In the article on North Texas smog, how many deaths per year does the Dallas Medical Society attribute to smog levels in the 10-county area?
──────── TEXT BLOCK
In mid-February, EPA replied to TCEQ’s twice-submitted plan, this won’t work.  Photo of Luminant's Big Brown coal-fired plant in Freestone County, one of three plants considered to be the single largest source of ozone-producing emissions in North Texas. 

March 4, 2016

GreenSourceDFW.org gave readers ringside seats at the January Texas Commission on Environmental Quality hearing on our state air quality agency’s plan to make our air breathable. An update is due.

For those who missed it, we learned that DFW’s air quality is now rated worse than Houston’s. The Dallas Medical Society informed us that smog levels in the 10-county area cause 77 deaths from pollution-related respiratory diseases annually and cost residents more than $500 million a year in economic losses.  

Smog here may be obvious only to those with small children, elderly family or asthma, or ones living in fracking zones – until the “red alert” days grime the horizon —but  the American Lung Association gives North Texas an “F” rating.
────────────────
──────── GIVEN DATA
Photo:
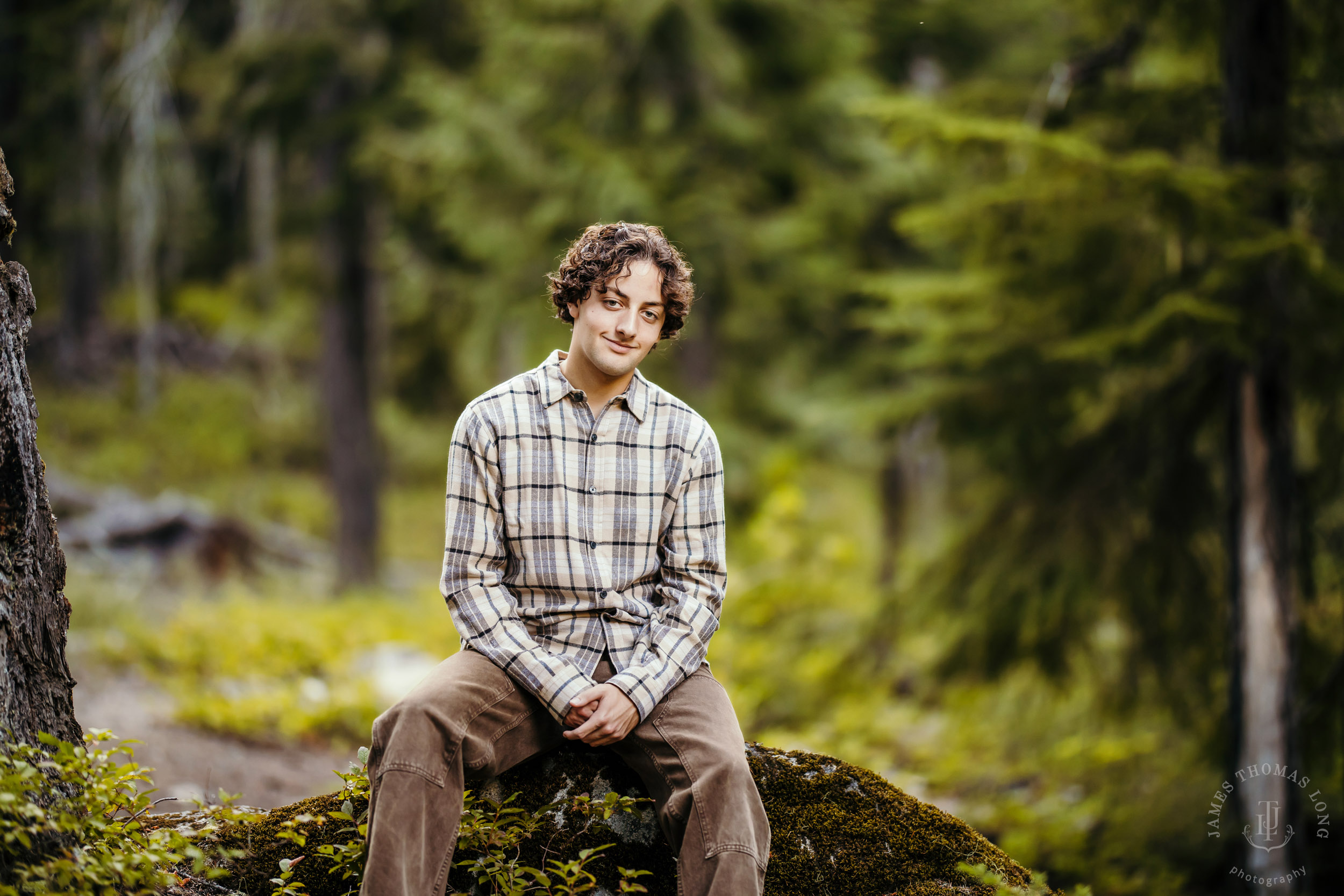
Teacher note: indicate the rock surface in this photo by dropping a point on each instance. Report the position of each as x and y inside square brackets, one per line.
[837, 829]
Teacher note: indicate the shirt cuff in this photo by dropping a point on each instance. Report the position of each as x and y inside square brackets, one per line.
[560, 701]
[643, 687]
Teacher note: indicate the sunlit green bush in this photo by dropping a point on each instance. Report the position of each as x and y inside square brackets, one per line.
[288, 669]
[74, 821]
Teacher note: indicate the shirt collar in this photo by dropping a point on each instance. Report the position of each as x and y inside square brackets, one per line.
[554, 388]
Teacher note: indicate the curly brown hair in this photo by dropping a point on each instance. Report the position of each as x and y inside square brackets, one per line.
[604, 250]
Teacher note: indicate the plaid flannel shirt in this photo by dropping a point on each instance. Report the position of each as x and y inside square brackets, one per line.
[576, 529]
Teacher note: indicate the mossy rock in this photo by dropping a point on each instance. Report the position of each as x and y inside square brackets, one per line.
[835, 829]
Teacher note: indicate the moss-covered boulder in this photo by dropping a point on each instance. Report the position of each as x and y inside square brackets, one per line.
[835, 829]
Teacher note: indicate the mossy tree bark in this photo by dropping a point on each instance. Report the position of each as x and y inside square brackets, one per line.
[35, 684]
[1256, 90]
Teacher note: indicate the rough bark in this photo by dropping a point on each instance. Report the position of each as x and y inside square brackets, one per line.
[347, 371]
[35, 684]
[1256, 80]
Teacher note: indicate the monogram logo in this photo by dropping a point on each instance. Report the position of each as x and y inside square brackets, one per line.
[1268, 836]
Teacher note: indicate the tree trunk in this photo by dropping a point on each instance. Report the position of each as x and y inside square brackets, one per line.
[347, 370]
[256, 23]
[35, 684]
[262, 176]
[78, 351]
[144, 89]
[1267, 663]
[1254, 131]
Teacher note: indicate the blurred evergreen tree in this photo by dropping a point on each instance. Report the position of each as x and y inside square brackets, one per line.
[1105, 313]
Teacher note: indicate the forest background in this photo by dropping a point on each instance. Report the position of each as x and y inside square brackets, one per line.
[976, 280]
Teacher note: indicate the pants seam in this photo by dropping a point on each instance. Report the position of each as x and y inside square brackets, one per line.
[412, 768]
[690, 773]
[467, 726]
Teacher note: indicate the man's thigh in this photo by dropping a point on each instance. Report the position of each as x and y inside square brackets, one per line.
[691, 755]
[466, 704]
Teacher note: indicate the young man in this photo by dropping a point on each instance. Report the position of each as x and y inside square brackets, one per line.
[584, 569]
────────────────
> [SOLUTION TO THIS EXERCISE]: 77 deaths a year from pollution-related respiratory diseases.